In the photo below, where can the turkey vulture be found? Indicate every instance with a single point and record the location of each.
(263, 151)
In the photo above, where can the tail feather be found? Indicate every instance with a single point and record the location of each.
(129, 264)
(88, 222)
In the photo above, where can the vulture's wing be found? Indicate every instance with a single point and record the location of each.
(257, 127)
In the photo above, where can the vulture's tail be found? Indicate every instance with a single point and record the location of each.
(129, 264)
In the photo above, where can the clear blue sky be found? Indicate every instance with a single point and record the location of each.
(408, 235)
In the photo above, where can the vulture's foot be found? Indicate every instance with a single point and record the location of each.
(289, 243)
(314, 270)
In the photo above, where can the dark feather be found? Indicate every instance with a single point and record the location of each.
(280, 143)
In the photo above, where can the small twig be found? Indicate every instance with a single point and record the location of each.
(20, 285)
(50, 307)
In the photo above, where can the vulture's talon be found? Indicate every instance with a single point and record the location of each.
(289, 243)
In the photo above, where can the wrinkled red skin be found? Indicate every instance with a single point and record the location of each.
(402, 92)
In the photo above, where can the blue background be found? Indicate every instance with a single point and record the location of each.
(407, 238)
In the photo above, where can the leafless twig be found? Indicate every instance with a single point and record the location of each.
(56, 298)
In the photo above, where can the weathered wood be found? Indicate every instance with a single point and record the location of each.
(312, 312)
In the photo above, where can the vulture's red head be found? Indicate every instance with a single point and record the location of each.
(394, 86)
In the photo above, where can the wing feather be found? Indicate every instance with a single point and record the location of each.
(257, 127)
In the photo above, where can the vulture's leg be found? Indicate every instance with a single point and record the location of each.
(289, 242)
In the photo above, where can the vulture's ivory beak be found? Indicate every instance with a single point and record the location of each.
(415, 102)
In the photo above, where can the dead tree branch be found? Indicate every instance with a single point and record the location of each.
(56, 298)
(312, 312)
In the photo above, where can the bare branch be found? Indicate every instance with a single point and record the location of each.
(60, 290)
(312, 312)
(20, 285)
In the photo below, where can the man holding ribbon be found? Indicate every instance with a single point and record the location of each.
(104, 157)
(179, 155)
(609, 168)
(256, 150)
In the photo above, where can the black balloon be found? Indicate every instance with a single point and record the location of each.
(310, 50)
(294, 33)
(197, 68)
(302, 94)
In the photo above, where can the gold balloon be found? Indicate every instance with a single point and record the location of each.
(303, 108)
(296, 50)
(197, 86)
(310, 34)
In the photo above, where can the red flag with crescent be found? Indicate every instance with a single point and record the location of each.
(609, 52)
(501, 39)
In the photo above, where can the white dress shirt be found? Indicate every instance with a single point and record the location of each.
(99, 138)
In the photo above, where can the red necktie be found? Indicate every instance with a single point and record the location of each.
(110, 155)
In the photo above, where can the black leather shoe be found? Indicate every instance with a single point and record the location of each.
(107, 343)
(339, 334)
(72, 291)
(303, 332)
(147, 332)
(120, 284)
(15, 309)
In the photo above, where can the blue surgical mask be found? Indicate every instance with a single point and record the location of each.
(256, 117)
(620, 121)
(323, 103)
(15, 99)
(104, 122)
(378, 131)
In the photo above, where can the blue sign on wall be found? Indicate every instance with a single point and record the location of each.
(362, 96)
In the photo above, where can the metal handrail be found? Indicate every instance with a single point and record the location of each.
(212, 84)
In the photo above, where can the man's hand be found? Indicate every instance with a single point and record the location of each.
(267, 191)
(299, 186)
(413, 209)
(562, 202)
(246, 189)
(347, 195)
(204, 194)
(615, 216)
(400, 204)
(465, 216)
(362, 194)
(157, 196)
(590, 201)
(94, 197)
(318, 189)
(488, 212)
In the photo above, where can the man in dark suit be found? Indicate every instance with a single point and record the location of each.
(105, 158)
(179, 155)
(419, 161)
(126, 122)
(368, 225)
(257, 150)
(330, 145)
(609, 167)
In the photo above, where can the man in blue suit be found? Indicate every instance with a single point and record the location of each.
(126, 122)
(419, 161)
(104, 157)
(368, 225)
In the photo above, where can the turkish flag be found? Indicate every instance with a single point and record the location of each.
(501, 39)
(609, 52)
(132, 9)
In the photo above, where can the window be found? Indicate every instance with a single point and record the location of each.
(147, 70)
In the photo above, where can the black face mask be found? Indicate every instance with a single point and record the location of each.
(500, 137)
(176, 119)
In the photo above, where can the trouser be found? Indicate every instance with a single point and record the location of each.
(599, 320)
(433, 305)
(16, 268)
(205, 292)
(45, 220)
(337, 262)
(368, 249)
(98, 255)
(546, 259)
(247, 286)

AIM OF THE TASK:
Retype the data shown above so that each line matches the original.

ANSWER TO THIS PROBLEM:
In the photo below, where can the turkey vulture be found? Indicate every instance with a single point and record the location of each.
(263, 151)
In the photo above, where can the tail feather be found? Indicate every instance with a single point and record the location of each.
(129, 264)
(88, 222)
In the photo above, where can the vulture's wing be found? Indicate every instance with a single point and record the location of each.
(257, 127)
In the photo above, where can the vulture's tail be found? Indicate every instance with a single point and record the location of each.
(129, 264)
In the photo above, where can the clear blue sky be found? Indicate every instance with a single point and record the location of each.
(408, 235)
In the photo above, where can the vulture's foot be found? Indicate every instance with a single point and record the location of each.
(289, 243)
(314, 270)
In the photo above, where can the dark feather be found? Indicate every instance with a single point and record the location of each.
(280, 143)
In the photo above, where can the small twig be found? Indicate every instance with a single point and record the location of each.
(20, 285)
(50, 307)
In the photo above, where can the vulture's talon be found? Indicate every instance with a single point and record the location of each.
(289, 243)
In the photo above, where can the wrinkled red skin be found? Indicate every instance with a single point and record the location of each.
(402, 92)
In the photo above, where can the blue background be found? Indicate every instance with a single point and record the location of each.
(407, 238)
In the photo above, where can the leafless twig be found? Indicate every instance with a single point and record the location of each.
(56, 298)
In the photo above, where can the weathered wood be found? Indicate every instance with a single point and record the location of each.
(312, 312)
In the photo above, where can the vulture's red head be found? Indicate every instance with a single point and record the location of each.
(394, 86)
In the photo above, where can the wing feather be found? Indicate every instance with a single point and record the location of each.
(257, 127)
In the photo above, where can the vulture's leg be found? Indicate every instance with a single point and record the location of each.
(289, 242)
In the photo above, where can the vulture's ivory beak be found? Indicate every instance with a single point and record the location of each.
(415, 102)
In the photo above, where can the dead tree branch be found? Indicate every instance with a single point and record the location of each.
(56, 298)
(312, 312)
In the photo above, where can the bare branch be found? Indicate every instance with a single point and record the location of each.
(60, 290)
(312, 312)
(20, 285)
In the photo below, where can the man holding ribbon be found? Indicate every instance with a single point and record the location of each.
(104, 157)
(179, 155)
(609, 168)
(256, 150)
In the photo above, where can the black balloon be found? Indicate every instance with a single point and record the location of each.
(310, 50)
(294, 33)
(197, 68)
(302, 94)
In the photo above, where can the gold balloon be found? Indicate every instance with a single point and record the location of each.
(303, 108)
(296, 50)
(197, 86)
(310, 34)
In the photo above, where can the red flag with crescent be found? Indicate every instance with a single point and record the location of each.
(609, 52)
(501, 39)
In the photo above, where can the white dress shirt be found? Indicate every instance with a single point and record the location of each.
(99, 138)
In the photo above, where can the red necktie be found? Indicate every instance with a single point and record the location of each.
(110, 155)
In the photo above, where can the black leather shoe be found? Indicate every instance with a single point and record the location of each.
(107, 343)
(339, 334)
(72, 291)
(303, 332)
(147, 332)
(120, 284)
(15, 309)
In the photo above, where can the blue surgical mask be found? Indicate every instance with a single point and record the location of each.
(256, 117)
(620, 121)
(323, 103)
(15, 99)
(104, 122)
(378, 131)
In the photo above, where can the blue sign on wall be found? Indicate every instance with a single point and record the location of each.
(362, 96)
In the photo above, where can the metal handrail be found? Indicate every instance with a single point and record the location of each.
(212, 84)
In the photo above, where can the man's hand be found? Indicate every instance with a single point and record the location of each.
(267, 191)
(299, 186)
(413, 209)
(562, 202)
(246, 189)
(347, 195)
(204, 194)
(615, 216)
(400, 204)
(465, 216)
(362, 194)
(157, 196)
(590, 201)
(94, 197)
(318, 189)
(488, 212)
In the photo above, where can the man in dark suit be found? Indicate every instance with a single point and record the location of each.
(105, 158)
(179, 155)
(419, 161)
(126, 122)
(368, 225)
(257, 150)
(330, 145)
(609, 167)
In the photo above, where can the man in blue suit be found? Indicate every instance with a single point and record the location of each.
(126, 122)
(419, 161)
(104, 157)
(368, 225)
In the photo above, where can the turkish flag be found? Indicate every instance with a single point and record the location of each.
(501, 39)
(609, 52)
(132, 9)
In the photo above, where can the window be found? Indicate every instance with a single point and record the location of each.
(147, 70)
In the photo above, where can the black face mask be found? Indicate every instance with a single point and record the location of each.
(500, 137)
(176, 119)
In the photo above, where can the trouser be found? Indicate every instance with a single point and record the location of each.
(599, 320)
(433, 305)
(16, 268)
(205, 292)
(45, 220)
(337, 262)
(368, 249)
(98, 255)
(546, 259)
(247, 286)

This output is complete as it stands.